--- Start Supplied records ---
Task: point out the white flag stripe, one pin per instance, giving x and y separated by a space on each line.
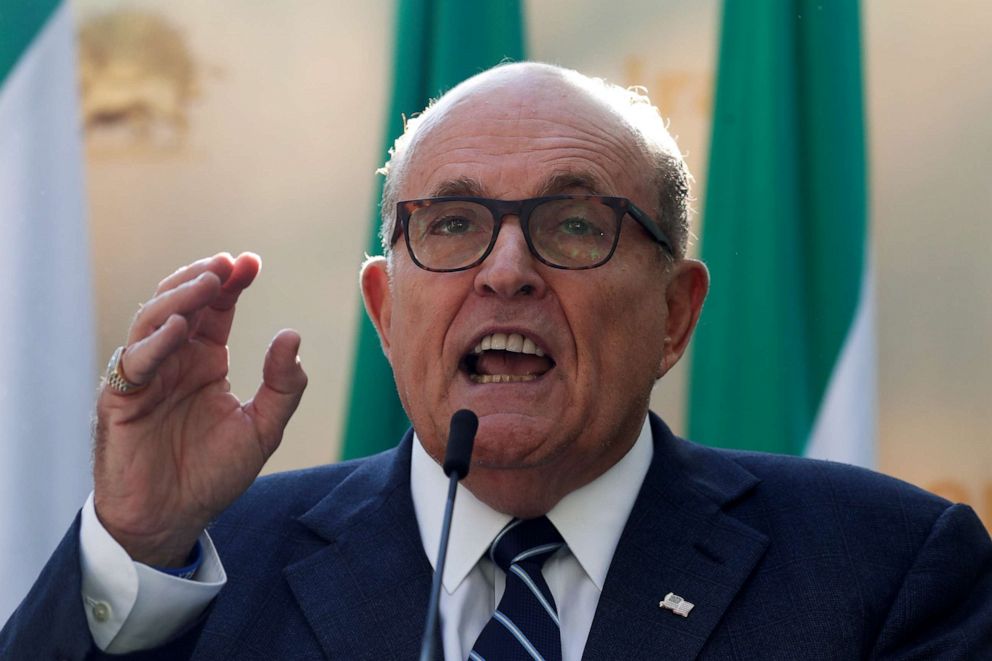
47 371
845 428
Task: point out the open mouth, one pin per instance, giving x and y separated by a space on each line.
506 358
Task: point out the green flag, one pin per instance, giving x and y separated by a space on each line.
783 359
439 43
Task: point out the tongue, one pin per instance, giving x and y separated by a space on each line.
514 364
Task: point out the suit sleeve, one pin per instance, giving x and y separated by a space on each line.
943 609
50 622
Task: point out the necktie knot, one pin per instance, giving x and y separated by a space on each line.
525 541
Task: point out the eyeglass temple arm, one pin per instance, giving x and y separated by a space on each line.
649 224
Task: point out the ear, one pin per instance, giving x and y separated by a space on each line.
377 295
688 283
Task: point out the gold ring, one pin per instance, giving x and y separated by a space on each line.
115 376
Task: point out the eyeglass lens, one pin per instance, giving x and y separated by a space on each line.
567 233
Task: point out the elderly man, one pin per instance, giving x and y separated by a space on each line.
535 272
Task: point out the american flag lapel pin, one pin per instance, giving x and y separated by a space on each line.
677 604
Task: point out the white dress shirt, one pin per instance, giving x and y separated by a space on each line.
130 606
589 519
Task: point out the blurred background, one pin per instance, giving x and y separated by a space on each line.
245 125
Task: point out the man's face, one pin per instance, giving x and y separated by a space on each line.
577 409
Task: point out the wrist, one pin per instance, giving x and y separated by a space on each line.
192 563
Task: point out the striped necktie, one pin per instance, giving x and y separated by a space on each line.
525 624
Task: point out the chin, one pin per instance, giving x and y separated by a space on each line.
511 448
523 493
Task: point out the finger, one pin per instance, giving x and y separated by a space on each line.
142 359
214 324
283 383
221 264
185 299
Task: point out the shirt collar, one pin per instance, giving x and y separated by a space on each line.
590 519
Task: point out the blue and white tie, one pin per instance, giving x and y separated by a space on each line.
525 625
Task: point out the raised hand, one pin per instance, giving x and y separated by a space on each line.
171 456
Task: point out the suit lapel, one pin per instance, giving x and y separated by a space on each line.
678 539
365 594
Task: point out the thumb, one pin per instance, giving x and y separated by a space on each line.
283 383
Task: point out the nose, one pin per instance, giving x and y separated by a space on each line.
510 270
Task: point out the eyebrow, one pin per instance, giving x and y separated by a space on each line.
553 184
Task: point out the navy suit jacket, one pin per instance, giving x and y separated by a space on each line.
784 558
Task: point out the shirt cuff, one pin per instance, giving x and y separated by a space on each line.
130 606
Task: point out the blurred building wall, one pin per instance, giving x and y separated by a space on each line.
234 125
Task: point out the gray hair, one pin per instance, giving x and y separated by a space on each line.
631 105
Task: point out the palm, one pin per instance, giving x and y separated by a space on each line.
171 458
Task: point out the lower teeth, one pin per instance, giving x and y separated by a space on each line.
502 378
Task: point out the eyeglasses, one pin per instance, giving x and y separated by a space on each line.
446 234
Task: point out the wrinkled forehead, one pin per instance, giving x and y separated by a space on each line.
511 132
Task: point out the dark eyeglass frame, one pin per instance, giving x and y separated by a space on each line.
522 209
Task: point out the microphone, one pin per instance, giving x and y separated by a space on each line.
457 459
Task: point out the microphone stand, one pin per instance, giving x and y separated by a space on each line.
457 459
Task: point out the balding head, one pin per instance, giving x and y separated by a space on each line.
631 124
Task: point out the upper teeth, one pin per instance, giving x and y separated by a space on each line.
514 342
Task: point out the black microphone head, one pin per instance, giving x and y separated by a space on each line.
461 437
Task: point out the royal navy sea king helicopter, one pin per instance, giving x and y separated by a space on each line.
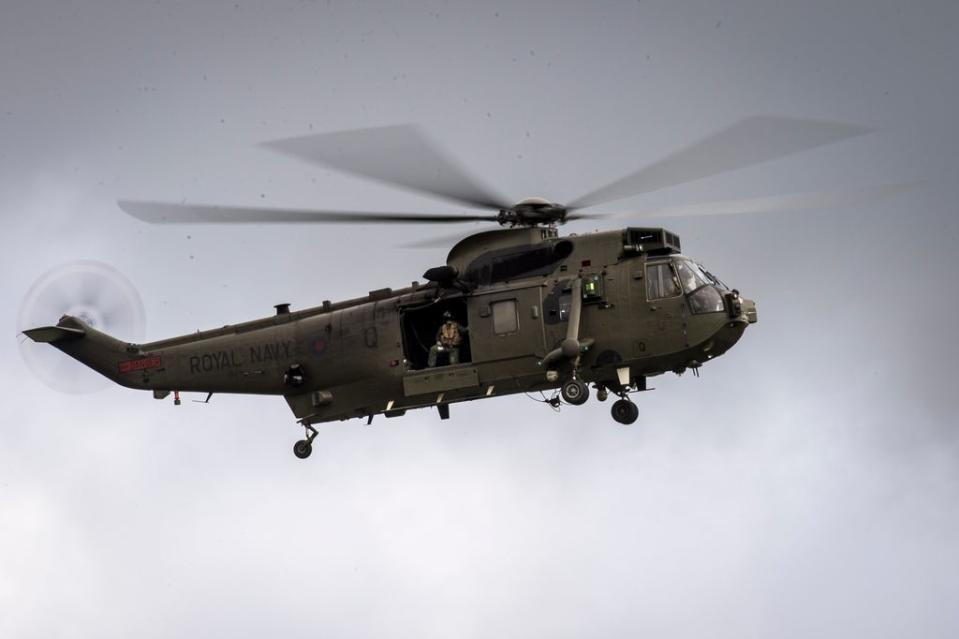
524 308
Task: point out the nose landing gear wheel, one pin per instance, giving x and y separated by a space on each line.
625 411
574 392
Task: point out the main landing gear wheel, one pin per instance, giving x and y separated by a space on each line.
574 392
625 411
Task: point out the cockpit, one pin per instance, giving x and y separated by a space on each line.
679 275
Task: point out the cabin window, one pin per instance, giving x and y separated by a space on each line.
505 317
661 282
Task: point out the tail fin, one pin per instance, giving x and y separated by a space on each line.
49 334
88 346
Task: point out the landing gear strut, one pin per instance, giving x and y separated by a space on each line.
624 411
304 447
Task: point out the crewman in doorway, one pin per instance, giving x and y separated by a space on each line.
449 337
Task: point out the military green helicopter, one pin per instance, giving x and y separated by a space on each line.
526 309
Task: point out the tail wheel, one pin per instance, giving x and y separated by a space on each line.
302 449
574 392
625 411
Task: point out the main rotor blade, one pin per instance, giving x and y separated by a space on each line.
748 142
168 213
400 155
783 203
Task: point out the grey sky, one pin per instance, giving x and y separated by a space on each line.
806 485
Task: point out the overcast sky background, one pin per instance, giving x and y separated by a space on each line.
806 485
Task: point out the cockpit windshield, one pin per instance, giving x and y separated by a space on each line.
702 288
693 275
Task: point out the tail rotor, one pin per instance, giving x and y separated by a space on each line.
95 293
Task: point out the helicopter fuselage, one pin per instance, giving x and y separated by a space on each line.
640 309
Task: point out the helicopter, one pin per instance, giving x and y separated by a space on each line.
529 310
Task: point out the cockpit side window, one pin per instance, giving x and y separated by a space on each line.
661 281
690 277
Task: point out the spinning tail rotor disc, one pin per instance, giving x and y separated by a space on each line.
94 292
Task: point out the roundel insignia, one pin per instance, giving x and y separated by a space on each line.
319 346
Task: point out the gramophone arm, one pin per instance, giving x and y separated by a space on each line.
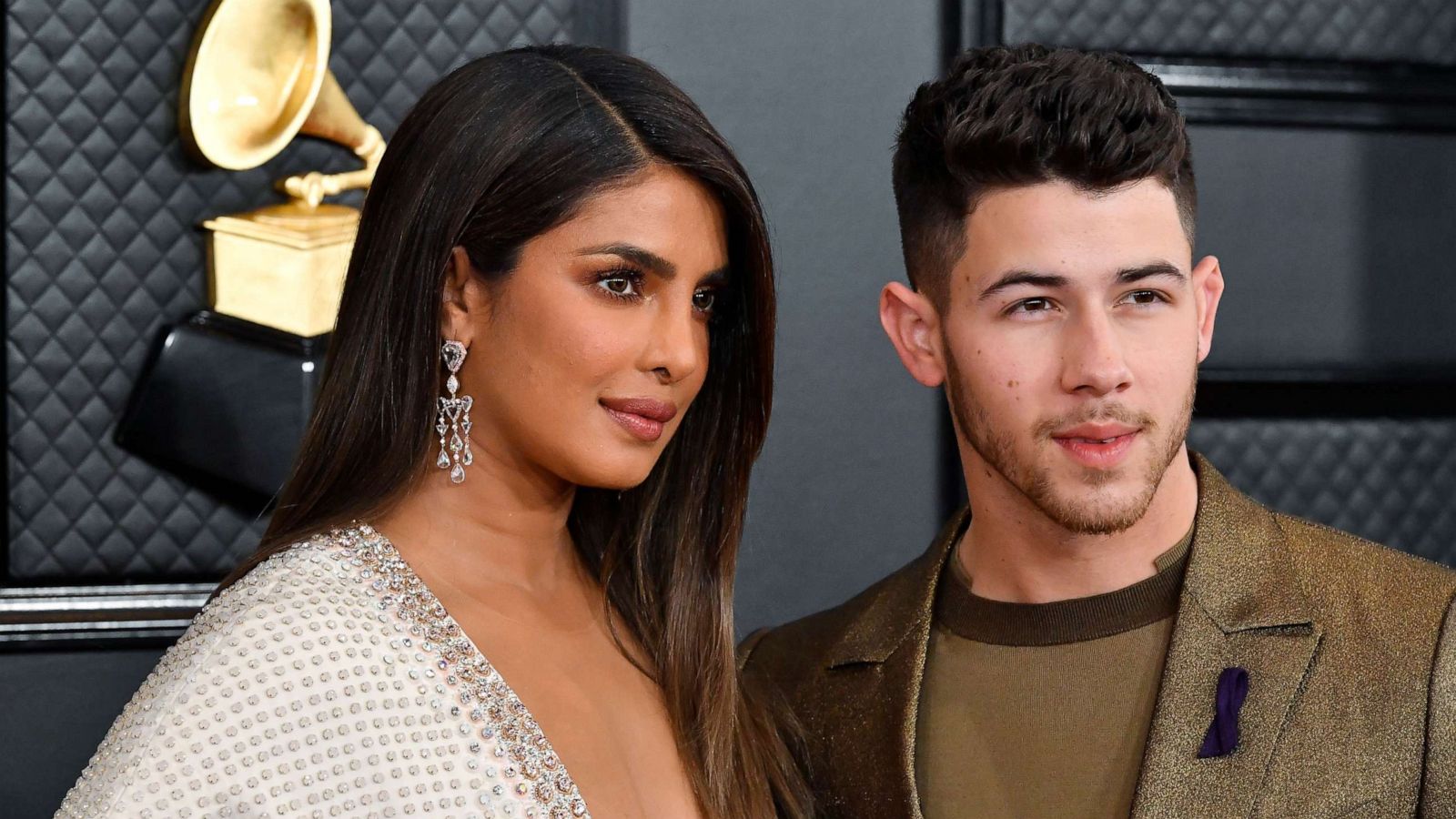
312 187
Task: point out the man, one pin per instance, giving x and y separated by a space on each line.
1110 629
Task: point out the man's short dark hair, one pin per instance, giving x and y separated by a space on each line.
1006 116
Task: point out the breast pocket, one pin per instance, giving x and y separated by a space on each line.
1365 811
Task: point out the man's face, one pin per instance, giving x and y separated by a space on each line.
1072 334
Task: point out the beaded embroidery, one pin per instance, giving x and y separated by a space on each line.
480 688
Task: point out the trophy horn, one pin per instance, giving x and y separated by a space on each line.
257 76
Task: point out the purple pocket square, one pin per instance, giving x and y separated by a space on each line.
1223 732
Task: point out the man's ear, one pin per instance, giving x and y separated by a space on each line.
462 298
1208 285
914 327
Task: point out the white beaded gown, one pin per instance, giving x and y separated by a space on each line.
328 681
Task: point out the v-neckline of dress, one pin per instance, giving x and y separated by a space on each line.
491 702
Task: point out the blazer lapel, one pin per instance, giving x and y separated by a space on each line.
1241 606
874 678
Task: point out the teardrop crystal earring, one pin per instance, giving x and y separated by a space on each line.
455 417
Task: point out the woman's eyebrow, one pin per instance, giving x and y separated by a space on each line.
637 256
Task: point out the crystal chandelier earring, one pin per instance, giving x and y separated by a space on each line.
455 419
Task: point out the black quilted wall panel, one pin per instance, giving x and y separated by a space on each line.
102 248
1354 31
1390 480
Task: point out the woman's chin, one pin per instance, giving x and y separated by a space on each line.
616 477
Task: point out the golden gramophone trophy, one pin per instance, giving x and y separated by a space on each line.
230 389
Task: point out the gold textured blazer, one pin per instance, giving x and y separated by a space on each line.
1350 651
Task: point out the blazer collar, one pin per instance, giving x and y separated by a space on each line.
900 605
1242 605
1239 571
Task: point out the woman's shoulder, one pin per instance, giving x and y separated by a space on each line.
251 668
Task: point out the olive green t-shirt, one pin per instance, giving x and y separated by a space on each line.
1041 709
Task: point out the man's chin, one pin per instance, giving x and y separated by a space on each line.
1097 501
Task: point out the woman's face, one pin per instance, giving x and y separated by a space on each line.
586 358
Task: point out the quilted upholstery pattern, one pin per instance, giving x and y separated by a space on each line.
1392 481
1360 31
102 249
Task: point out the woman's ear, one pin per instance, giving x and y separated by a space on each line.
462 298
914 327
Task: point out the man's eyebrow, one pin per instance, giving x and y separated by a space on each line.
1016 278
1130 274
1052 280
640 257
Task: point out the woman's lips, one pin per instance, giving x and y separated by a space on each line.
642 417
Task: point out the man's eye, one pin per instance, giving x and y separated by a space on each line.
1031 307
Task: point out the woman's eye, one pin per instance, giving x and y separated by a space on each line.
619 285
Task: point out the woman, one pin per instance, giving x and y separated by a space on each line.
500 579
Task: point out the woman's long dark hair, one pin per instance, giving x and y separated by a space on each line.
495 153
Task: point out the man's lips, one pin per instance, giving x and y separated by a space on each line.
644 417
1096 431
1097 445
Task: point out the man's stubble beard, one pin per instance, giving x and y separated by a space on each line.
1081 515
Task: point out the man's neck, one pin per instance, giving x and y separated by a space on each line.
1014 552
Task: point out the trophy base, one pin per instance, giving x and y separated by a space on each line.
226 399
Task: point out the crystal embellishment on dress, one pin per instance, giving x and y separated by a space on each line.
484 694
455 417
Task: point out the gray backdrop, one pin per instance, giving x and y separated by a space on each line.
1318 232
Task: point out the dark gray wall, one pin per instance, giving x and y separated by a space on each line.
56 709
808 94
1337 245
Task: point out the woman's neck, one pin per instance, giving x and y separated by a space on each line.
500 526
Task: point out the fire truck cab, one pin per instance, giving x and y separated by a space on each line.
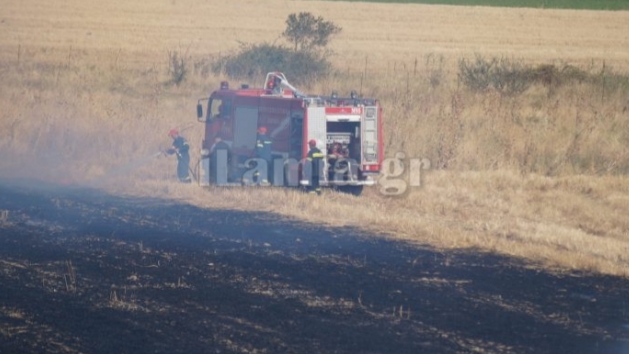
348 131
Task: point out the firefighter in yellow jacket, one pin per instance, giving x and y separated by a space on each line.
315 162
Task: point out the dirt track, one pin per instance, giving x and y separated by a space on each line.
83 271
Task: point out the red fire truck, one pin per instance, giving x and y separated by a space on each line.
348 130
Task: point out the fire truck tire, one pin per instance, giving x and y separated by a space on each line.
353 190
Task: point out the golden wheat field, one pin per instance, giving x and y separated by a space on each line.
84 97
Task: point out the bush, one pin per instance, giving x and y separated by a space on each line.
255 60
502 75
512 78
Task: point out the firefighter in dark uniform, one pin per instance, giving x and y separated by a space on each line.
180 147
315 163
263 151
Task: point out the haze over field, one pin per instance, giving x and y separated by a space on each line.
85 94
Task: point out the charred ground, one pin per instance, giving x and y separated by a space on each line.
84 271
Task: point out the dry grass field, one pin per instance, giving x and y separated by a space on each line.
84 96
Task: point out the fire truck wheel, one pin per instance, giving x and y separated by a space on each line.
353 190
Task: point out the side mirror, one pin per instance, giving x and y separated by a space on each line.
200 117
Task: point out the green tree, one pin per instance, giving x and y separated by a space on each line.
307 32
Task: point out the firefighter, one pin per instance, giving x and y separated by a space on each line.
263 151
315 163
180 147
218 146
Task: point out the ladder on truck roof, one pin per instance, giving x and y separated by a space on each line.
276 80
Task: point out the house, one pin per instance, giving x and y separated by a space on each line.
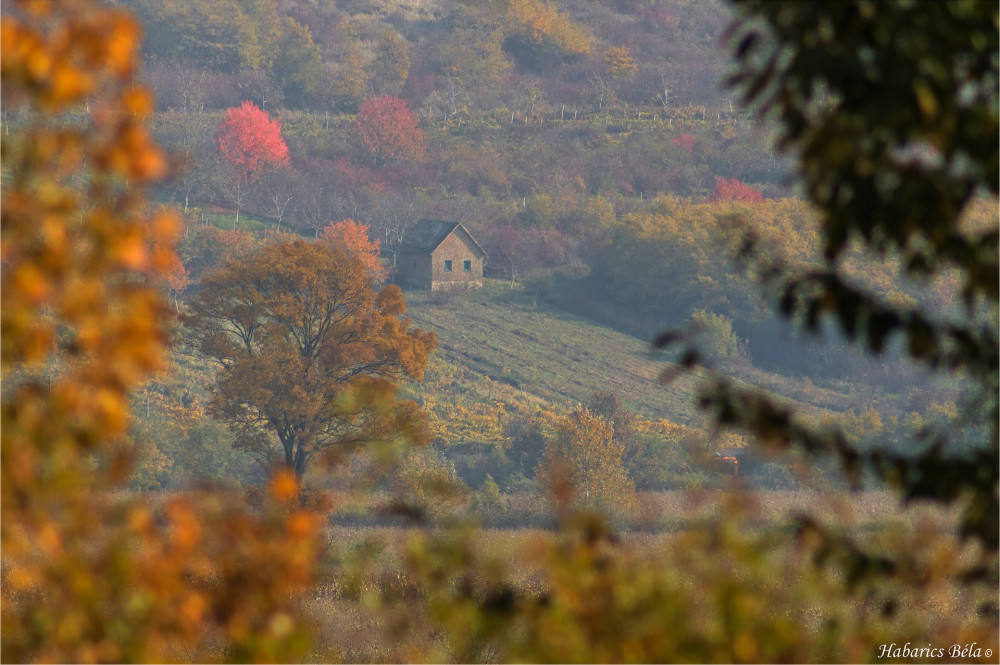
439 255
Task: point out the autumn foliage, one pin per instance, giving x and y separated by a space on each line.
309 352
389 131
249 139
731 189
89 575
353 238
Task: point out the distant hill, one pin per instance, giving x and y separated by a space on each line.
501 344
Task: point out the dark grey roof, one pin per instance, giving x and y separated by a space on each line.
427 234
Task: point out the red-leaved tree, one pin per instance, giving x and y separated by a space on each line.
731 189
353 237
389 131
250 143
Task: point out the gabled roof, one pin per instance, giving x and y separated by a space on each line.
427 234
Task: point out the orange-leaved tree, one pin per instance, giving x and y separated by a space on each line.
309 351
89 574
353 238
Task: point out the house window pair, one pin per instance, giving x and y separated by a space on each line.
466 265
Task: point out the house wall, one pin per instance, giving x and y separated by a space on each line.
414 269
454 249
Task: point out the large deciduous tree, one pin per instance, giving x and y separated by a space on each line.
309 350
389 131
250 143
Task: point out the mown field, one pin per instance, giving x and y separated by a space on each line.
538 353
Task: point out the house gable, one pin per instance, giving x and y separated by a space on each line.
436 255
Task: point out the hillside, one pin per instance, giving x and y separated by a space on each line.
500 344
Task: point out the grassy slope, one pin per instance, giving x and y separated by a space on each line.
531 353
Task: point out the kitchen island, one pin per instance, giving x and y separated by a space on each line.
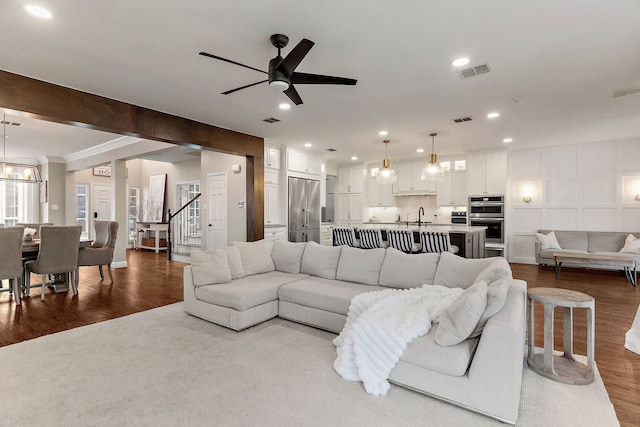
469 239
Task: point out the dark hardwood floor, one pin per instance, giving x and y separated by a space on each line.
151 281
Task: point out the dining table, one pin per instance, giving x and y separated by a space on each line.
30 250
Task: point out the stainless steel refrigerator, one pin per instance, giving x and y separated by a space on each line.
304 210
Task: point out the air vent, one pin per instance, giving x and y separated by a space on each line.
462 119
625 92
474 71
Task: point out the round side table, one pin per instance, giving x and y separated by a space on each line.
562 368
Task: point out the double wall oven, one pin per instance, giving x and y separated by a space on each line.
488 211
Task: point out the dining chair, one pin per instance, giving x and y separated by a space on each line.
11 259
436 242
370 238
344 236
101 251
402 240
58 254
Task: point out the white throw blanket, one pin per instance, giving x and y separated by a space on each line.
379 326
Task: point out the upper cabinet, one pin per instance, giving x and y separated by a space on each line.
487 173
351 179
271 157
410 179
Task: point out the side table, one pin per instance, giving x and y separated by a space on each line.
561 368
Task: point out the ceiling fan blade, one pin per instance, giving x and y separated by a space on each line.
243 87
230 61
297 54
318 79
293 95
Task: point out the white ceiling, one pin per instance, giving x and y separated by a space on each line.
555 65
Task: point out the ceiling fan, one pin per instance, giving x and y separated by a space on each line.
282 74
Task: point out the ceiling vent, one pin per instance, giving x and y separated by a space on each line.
--- End Supplied records ---
Job:
Copy everything from the line containing "Task: point out the ceiling fan, one" down to the end of the items, swapping "ceiling vent" for "air vent" and leaving all else unchanged.

Task solution:
Task: point out the ceiling fan, one pin per instance, giving x and y separated by a space on each line.
282 74
Task: point out the air vent, one pin per instance, giving x and y separated by a space on each line.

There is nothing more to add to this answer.